DESCRIPTION OF THE TASK: Every line of the data must be copied exactly.

Referring expression data:
────────

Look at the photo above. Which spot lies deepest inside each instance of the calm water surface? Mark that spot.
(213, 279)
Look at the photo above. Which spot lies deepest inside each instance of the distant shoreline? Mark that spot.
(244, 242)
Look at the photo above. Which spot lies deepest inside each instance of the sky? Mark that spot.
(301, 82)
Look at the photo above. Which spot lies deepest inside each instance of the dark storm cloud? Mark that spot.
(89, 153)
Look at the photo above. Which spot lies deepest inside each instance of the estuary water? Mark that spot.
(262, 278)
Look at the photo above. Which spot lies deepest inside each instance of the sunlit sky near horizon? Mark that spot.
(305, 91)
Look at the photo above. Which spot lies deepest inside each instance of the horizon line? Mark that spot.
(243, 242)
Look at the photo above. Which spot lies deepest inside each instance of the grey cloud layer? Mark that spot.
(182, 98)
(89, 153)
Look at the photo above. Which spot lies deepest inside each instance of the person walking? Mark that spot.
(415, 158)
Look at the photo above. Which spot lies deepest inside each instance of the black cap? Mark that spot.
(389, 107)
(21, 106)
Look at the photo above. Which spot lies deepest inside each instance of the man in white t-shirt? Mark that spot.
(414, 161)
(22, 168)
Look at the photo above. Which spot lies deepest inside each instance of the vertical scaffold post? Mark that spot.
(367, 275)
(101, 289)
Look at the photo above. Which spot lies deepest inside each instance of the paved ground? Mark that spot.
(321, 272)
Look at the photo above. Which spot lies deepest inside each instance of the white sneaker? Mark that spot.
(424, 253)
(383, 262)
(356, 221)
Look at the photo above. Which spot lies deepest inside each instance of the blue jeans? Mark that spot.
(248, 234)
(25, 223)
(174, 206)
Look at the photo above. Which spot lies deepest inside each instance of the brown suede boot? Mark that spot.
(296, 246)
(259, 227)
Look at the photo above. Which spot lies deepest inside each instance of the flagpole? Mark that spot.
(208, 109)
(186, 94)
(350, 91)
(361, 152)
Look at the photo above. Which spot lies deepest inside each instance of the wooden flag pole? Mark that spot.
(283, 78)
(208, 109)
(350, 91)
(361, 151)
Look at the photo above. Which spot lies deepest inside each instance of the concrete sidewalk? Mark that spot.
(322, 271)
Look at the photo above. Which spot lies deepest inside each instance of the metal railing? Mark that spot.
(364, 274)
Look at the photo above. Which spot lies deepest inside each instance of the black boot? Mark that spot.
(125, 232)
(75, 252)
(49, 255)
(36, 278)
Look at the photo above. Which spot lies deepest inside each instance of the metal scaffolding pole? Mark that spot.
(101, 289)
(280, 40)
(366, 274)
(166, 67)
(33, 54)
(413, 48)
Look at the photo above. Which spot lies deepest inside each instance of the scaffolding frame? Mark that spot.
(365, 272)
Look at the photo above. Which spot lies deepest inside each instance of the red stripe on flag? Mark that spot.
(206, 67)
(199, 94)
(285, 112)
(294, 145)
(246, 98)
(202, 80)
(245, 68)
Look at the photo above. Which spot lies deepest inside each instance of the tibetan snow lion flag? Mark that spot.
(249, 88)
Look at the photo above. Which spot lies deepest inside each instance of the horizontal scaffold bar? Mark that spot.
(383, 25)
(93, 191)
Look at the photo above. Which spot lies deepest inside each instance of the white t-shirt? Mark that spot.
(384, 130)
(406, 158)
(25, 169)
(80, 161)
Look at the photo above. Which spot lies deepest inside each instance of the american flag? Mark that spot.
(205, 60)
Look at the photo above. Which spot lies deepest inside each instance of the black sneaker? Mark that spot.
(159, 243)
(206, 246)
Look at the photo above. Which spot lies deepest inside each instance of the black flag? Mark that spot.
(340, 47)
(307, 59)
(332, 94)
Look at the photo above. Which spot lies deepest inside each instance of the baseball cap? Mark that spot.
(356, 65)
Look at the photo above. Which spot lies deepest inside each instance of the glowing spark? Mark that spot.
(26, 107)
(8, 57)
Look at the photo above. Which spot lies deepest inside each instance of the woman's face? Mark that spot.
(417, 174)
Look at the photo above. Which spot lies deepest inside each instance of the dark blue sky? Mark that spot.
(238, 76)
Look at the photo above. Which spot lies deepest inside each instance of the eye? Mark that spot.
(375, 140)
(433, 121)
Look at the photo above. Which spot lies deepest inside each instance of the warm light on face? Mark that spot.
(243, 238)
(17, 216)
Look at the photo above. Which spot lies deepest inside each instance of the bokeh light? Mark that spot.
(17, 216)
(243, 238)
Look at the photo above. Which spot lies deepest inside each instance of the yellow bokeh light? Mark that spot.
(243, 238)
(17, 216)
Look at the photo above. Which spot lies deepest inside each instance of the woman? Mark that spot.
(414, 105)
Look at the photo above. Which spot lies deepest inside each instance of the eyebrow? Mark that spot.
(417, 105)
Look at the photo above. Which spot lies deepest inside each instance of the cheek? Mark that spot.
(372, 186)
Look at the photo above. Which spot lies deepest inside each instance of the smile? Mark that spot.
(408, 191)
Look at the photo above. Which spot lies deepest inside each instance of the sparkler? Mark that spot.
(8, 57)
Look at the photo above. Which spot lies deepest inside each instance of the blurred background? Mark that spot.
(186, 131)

────────

RESULT OF THIS EXERCISE:
Look at the photo above. Which spot lies deepest inside each instance of the calm water surface? Mark that spot.
(213, 279)
Look at the photo above. Which spot lies deepest inside each instance of the distant shoreline? Mark that spot.
(244, 242)
Look at the photo above. Which spot lies deepest inside each instance of the sky? Mark that spot.
(301, 82)
Look at the photo above. Which spot lies deepest inside each instance of the dark storm cloud? Mark that spot.
(89, 153)
Look at the photo above. Which spot lies deepest inside each instance of the estuary water? Mark that spot.
(262, 278)
Look at the photo above. Which spot lies deepest inside each instance of the sunlit sky near horizon? Mark that spot.
(305, 91)
Look at the photo above. Which spot lies deepest inside each instance of the horizon line? Mark that spot.
(243, 242)
Look at the photo above. Which spot lies deepest inside each instance of the grey cloud layer? Mark that spot.
(182, 98)
(89, 153)
Look at the photo above. Which spot lies deepest inside each instance of the person walking? Mark that spot.
(415, 158)
Look at the photo above. Which spot lies deepest inside each instance of the black cap? Mark that spot.
(389, 107)
(21, 106)
Look at the photo above. Which spot lies deepest inside each instance of the man in white t-shirt? Mark that spot.
(414, 161)
(22, 168)
Look at the photo above. Which spot lies deepest inside each instance of the vertical scaffold post? Mark that spot.
(367, 275)
(101, 289)
Look at the photo above. Which spot lies deepest inside each instance of the paved ground? Mark that spot.
(321, 272)
Look at the photo above. Which spot lies deepest inside each instance of the white sneaker? Mark that spot.
(424, 253)
(383, 262)
(356, 221)
Look at the photo above. Which spot lies deepest inside each instance of the blue jeans? Mark that spot.
(248, 234)
(25, 223)
(174, 206)
Look at the photo above. Which spot lies deepest inside each instance of the brown suede boot? Mark that spot.
(296, 246)
(259, 227)
Look at the photo above. Which spot lies deepest inside each instance of the flagpole? Mark that spot.
(208, 109)
(186, 94)
(350, 91)
(361, 152)
Look at the photo above. Which spot lies deepest inside each instance of the wooden flag pole? Mark that spot.
(283, 78)
(208, 109)
(350, 91)
(361, 151)
Look at the photo above. Which spot lies deepest inside each instance of the concrete sidewalk? Mark that spot.
(322, 271)
Look at the photo above. Which spot lies deepest inside each instance of the metal railing? Mark that spot.
(364, 274)
Look at the photo above. Which spot lies deepest inside each instance of the black boot? Mark that spot.
(125, 232)
(75, 252)
(49, 255)
(36, 278)
Look at the photo above. Which spot lies deepest inside each instance of the metal scaffolding pole? Mark that spot.
(101, 289)
(280, 40)
(366, 274)
(166, 67)
(33, 54)
(413, 48)
Look at the photo above. Which spot lies deepest inside each instance of the scaffolding frame? Mark that spot.
(365, 272)
Look at the photo above. Which spot lies deepest inside each instance of the red stripe on flag? Mark that spot.
(206, 67)
(199, 94)
(285, 112)
(294, 145)
(246, 98)
(202, 80)
(245, 68)
Look at the photo above. Which spot lies deepest inside each instance of the tibetan snow lion flag? Mark that spot.
(249, 88)
Look at the photo above. Which spot lies deepest inside each instance of the horizontal scaffold bar? Mark that spot.
(383, 25)
(93, 191)
Look at the photo above. Which spot lies deepest inside each instance of the white t-shirt? Mark that spot.
(384, 130)
(406, 158)
(25, 169)
(80, 161)
Look at the photo above. Which spot lies deepest inside each instance of the american flag? Mark that spot.
(205, 60)
Look at the photo above. Which spot lies deepest inside each instance of the black sneaker? Mark that spot.
(159, 243)
(206, 246)
Look at the photo above. Which spot lies deepest inside each instance of the black flag? Mark that spot.
(340, 47)
(307, 59)
(332, 94)
Look at the photo above. Which spot lies deepest inside each instance of the baseball cap? Mark that spot.
(356, 65)
Look at the photo above. Which spot lies deepest inside each instance of the glowing spark? Mark that spot.
(26, 107)
(8, 57)
Look at the photo above. Which spot lies deepest inside each instance of the woman's face? Mark that spot.
(417, 174)
Look at the photo above. Which spot lies deepest inside each instance of the dark blue sky? Mark that spot.
(238, 76)
Look at the photo above. Which spot lies deepest inside each instance of the eye? Mark that spot.
(375, 140)
(433, 121)
Look at the photo above. Which spot lies deepest inside each instance of the warm light on face? Mark that spot.
(243, 238)
(17, 216)
Look at the photo above. Which spot lies deepest inside each instance of the bokeh light? Mark that spot.
(17, 216)
(243, 238)
Look at the photo above. Which spot lies deepest inside each instance of the yellow bokeh light? Mark that spot.
(243, 238)
(17, 216)
Look at the photo above. Which spot lies deepest inside each instance of the woman? Mark that spot.
(414, 105)
Look at the photo above. Which spot lies deepest inside each instance of the eyebrow? Mark that spot.
(417, 105)
Look at the photo above. Which spot lies deepest inside each instance of the cheek? Mark that spot.
(372, 186)
Look at the photo above. Which spot lies deepest inside each instance of the smile? Mark that spot.
(408, 191)
Look at the photo above. Which spot lies deepest inside each instance of the sparkler? Mark that spot.
(8, 57)
Look at the photo above. Which spot lies deepest inside each instance of the blurred background? Mark that spot.
(186, 131)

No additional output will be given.